▸ **Work to be completed**: With respect to the word "Trace", report how many lines of the following listing include it. Give nothing but the number.
★ ★ ★
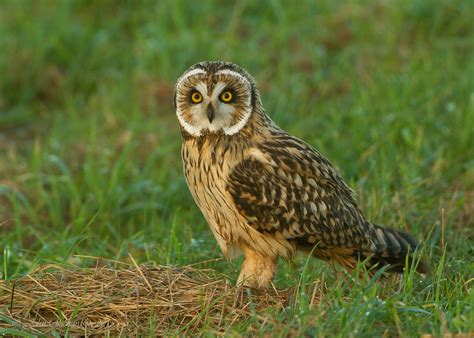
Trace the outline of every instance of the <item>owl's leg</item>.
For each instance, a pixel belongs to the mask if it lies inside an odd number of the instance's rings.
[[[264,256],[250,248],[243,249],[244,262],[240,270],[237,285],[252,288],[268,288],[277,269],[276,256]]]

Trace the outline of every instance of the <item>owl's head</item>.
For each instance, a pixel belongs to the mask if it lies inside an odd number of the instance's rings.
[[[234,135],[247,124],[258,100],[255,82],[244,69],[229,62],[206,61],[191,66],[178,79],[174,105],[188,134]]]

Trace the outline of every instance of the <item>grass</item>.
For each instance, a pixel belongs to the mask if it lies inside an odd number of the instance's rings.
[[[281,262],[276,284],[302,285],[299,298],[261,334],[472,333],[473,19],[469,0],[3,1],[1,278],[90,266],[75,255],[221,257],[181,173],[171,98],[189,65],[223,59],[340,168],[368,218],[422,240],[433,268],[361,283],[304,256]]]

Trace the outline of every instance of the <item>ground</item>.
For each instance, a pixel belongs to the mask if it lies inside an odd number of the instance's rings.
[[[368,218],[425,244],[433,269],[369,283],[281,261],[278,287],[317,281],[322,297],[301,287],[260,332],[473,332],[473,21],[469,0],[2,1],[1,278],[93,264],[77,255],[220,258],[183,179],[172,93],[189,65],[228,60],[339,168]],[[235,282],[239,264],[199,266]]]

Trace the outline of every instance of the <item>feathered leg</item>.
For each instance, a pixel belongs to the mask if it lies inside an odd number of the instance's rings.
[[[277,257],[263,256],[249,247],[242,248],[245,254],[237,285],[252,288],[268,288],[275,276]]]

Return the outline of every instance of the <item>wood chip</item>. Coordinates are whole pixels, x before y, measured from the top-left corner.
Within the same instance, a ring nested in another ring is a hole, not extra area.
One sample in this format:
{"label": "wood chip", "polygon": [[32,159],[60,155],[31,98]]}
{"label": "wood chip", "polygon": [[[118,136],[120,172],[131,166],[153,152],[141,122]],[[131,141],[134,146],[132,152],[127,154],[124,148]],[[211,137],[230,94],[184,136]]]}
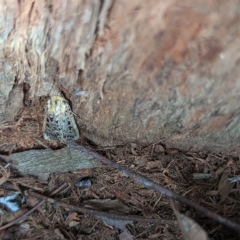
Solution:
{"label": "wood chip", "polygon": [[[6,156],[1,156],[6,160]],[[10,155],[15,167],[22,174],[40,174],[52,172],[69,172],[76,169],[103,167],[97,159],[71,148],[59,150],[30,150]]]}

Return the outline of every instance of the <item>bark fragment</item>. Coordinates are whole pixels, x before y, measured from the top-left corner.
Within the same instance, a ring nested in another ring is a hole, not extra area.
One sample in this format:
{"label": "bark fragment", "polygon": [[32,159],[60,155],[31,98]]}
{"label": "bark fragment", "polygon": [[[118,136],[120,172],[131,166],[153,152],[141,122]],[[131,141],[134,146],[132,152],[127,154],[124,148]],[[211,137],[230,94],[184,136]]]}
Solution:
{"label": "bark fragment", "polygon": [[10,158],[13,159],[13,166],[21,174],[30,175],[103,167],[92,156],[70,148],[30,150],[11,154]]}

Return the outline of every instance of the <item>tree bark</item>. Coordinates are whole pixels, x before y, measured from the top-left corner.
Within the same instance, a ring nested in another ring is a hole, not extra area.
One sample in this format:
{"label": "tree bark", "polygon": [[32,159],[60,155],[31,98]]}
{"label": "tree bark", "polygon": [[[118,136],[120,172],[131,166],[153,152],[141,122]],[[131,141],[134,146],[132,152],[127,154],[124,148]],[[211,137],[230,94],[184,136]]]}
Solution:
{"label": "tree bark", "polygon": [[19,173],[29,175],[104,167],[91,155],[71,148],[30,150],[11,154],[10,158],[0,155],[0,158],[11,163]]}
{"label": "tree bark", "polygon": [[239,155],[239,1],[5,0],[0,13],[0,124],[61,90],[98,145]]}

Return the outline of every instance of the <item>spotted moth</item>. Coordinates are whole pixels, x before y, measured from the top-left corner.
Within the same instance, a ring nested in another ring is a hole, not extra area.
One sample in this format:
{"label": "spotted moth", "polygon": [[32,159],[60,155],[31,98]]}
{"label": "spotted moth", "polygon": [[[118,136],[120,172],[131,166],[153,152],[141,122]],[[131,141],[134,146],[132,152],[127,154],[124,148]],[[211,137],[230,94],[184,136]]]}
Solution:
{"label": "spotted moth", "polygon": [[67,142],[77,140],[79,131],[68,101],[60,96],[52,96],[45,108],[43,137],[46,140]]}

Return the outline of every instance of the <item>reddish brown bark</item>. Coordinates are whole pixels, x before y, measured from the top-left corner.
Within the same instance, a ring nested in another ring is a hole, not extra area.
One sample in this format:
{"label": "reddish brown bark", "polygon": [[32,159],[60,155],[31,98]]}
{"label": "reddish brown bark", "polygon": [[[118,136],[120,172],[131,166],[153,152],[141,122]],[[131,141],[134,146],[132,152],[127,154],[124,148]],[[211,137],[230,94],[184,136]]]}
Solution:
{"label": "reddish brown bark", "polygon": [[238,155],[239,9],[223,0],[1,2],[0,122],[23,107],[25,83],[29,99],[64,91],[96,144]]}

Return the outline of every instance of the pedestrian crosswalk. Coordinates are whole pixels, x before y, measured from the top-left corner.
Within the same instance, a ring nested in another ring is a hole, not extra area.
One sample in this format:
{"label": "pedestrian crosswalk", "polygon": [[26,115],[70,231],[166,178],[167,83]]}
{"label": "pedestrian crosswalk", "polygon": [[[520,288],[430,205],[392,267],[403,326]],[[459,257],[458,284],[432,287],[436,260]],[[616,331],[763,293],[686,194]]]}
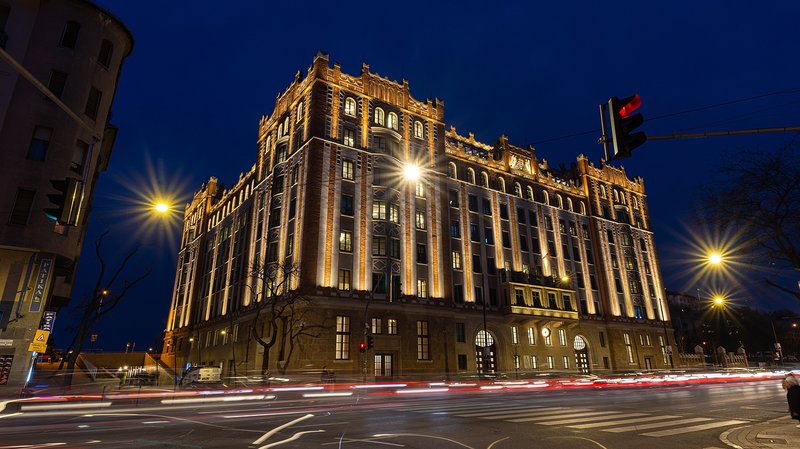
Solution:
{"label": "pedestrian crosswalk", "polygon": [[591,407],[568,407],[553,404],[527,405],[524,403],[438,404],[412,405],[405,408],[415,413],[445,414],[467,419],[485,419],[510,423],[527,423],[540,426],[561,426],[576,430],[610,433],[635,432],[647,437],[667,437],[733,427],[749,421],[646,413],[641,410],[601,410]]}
★ ★ ★
▸ **Final answer**: 5